§ **Written request**: Reproduce every item below word for word, leaving out the pictures.

§ **Rows**:
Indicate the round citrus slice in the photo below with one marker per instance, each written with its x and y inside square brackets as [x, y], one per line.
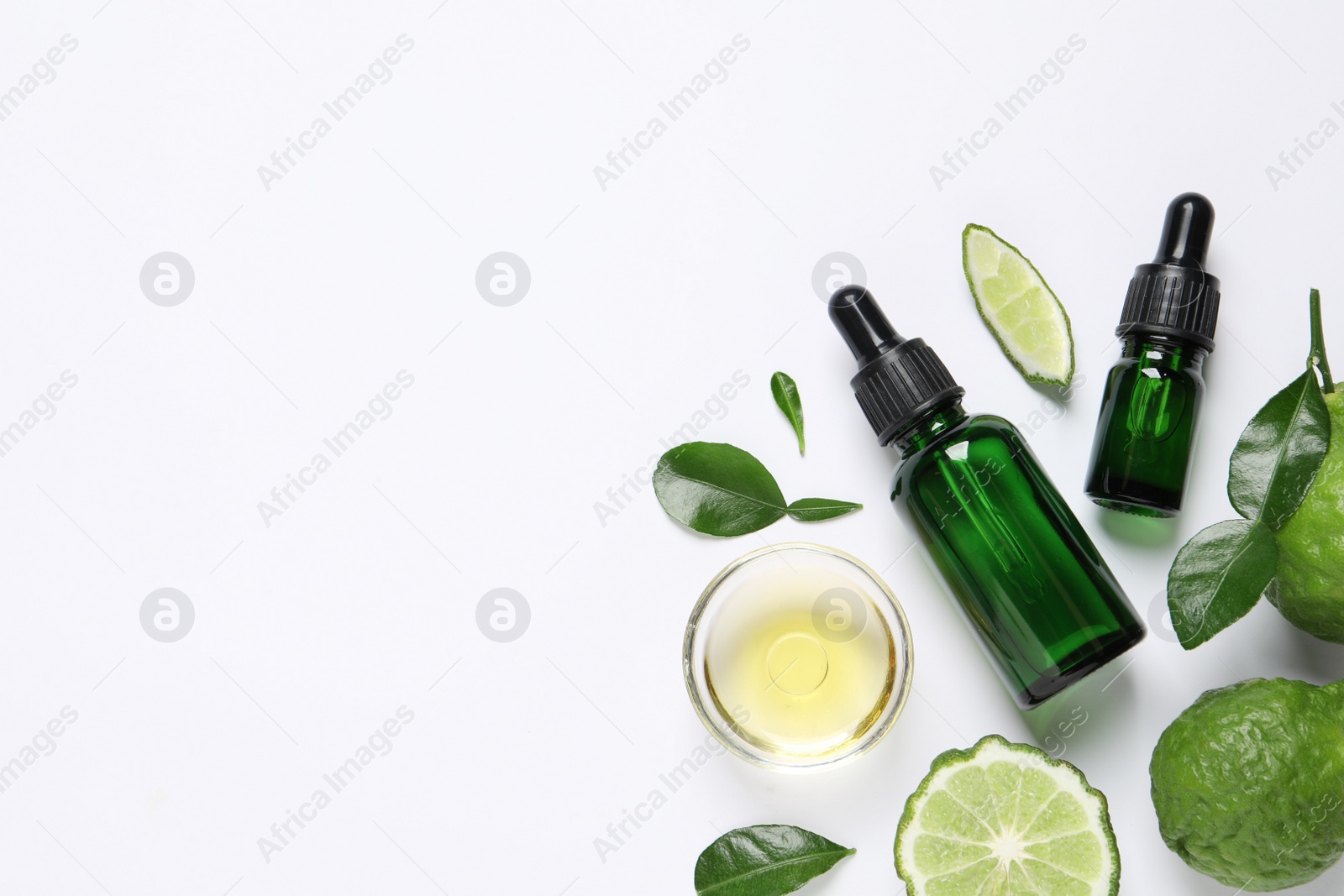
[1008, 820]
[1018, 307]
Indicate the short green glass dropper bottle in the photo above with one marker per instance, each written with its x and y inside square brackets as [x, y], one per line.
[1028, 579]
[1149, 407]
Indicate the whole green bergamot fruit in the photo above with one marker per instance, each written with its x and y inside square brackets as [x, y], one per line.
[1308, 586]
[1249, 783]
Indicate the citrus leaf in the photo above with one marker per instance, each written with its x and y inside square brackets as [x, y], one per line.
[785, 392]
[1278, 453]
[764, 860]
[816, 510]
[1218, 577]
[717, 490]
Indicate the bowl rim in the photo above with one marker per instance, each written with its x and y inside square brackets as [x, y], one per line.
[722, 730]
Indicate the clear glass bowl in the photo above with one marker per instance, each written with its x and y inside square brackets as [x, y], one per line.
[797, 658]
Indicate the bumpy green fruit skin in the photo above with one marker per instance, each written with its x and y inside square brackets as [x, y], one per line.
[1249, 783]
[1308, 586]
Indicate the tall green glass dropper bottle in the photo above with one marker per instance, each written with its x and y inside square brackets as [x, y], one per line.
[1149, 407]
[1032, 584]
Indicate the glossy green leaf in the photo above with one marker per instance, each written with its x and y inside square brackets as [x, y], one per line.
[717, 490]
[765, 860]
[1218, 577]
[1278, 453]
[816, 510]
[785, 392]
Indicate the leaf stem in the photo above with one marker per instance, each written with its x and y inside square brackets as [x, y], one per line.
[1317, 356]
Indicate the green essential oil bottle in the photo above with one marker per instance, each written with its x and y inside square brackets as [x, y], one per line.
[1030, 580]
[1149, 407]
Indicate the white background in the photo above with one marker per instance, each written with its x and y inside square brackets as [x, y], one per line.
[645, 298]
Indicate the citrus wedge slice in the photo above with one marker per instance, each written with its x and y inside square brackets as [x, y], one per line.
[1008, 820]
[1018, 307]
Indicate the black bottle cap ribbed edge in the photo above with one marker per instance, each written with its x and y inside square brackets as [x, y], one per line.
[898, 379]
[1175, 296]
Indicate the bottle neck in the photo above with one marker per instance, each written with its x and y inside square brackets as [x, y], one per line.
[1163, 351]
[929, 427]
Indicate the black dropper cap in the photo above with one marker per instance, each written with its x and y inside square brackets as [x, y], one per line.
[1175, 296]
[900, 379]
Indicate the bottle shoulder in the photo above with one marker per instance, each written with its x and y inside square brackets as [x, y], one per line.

§ **Result below**:
Indicate the round citrus slice in the photo below with one marker per instance, each written with its x and y inside square brackets as [x, y], one per line.
[1008, 820]
[1018, 307]
Indicate the short green glass dropper bottle in the photo above with one marker per instance, each written with its x and y inside square brackets as [x, y], one per line.
[1028, 579]
[1149, 407]
Indicate the whole green bergamot fruit in the photo above with one marker per instance, each written with its x and y inside square brackets as [x, y], one per line.
[1308, 586]
[1249, 783]
Indicate the citrus leaf in the photo above with one marker per instance, each written with its x and y inside square brackets as [x, y], one per line.
[785, 392]
[1278, 453]
[764, 860]
[816, 510]
[1218, 577]
[717, 490]
Indicate the bowl rim in the photo above with one marker per instance, each written with its x and y inside square brackets as [x, y], one per line.
[722, 730]
Indicate the clear glass bowl in the photo above with one marker per instance, each written with its x and y inside square brackets as [x, y], one per line.
[797, 658]
Indicate the bumpy green fruit skin in the photo above with one marker per instance, each written with its x and y inside square brackets as [x, y], one per line.
[1249, 783]
[1308, 586]
Indicate the tall green glass dropper bottle in the photo above with one marker per instance, each written with its x and y inside square brackets as [x, y], one per line.
[1149, 407]
[1032, 584]
Indicate the glossy green leaf in the photo above with one marker per instance, each written with its x and y inside square brackets as [x, y], one per line.
[717, 490]
[765, 860]
[1218, 577]
[1278, 453]
[816, 510]
[785, 392]
Indicate the leaf stem in the photo above with one marker per instance, each written with its x and y inside square brackets as [x, y], one per line.
[1317, 356]
Indicate the green essential oil bottle in the photo above with one marker per instance, each written with its x and y inside square brackets as [x, y], one per line.
[1030, 580]
[1149, 407]
Indicate the white background in the photo above with one marker per instance, each written with its x and y inside square brackets as [x, y], one per line.
[645, 298]
Indicate the citrus wedge slice in the photo above with one marker per instance, each written with its x and y inside square brackets as [x, y], one per line.
[1008, 820]
[1018, 307]
Indicate the black bottle cap ribbed edge in the photo above with one marker per instance, each written with its x and y inside square brackets as [x, y], one per line.
[898, 379]
[1175, 296]
Indicate the bottle neck in the photo above with one marker per instance, each written with its x and y inside square brackets as [x, y], one per line.
[1163, 351]
[929, 427]
Indicate the black dropper cap in the photo above with one marker per instance, each written with its x and y inside square brackets as [x, y], one per line.
[1175, 296]
[900, 379]
Indicate the bottle shoulder in the photo above with one marker per instance, each written with its x and y inside square brackets as [x, y], one per line.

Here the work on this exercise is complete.